EXCERPTED DATA:
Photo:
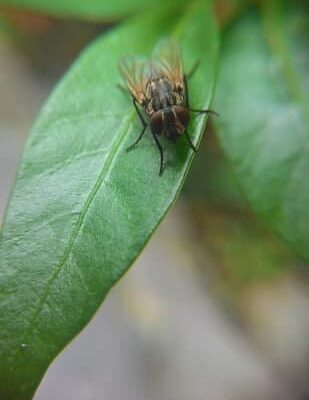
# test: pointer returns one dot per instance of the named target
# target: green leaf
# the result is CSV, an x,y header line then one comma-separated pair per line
x,y
262,98
87,9
82,208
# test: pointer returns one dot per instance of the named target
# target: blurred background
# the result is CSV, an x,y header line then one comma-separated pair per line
x,y
215,308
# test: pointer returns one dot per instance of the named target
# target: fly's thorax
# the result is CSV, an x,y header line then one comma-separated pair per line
x,y
161,95
172,121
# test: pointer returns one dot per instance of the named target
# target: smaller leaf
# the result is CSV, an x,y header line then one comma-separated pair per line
x,y
262,97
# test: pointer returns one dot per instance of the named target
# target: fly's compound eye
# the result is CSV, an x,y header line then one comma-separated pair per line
x,y
183,116
157,123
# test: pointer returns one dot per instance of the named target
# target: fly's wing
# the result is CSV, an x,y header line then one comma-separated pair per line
x,y
135,73
169,61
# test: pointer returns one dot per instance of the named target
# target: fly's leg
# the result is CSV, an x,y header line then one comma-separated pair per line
x,y
143,129
161,152
190,142
207,111
193,69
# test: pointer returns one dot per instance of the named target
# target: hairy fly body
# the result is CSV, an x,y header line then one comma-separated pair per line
x,y
159,87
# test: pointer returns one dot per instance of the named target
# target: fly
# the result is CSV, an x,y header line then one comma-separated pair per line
x,y
159,87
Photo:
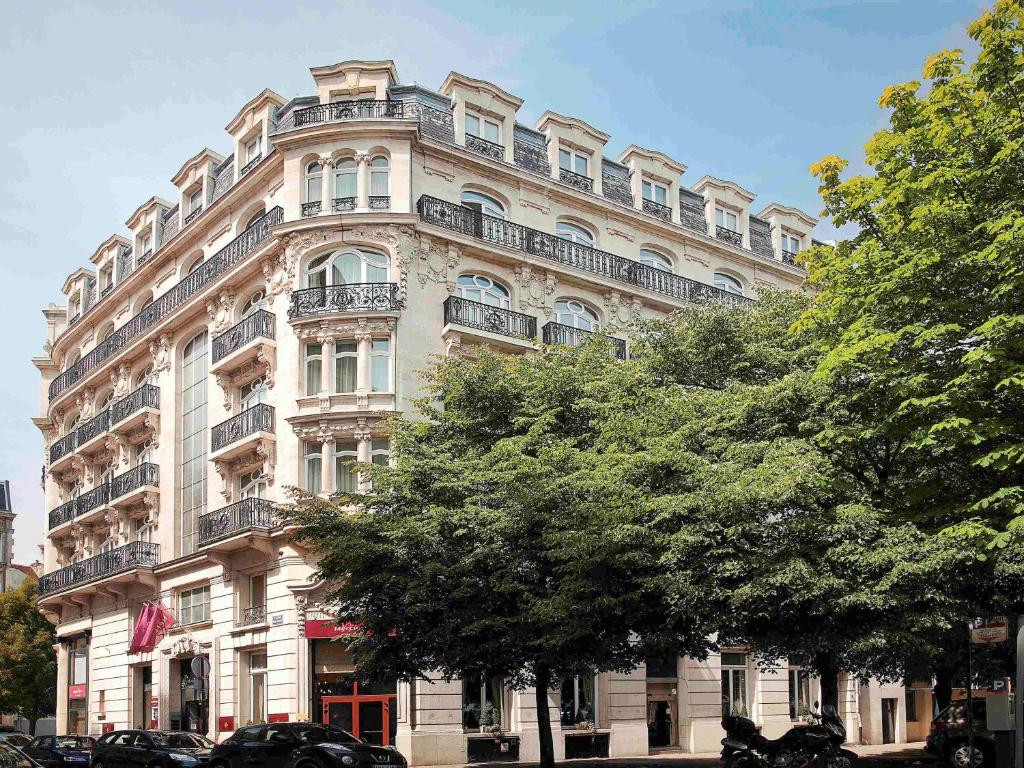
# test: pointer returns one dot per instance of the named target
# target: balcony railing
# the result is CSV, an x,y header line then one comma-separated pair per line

ABOUT THIS EXERCISE:
Lines to set down from above: the line with "# target: fly's wing", the line with "# target: fly's leg", and every line between, each exactly as written.

EXERCISE RESULT:
# target: fly's wing
# the result is CSV, an x,y header line then one comma-separated pair per line
x,y
135,73
169,61
# test: pointer returns one dot per instance of the named target
# target: fly's leg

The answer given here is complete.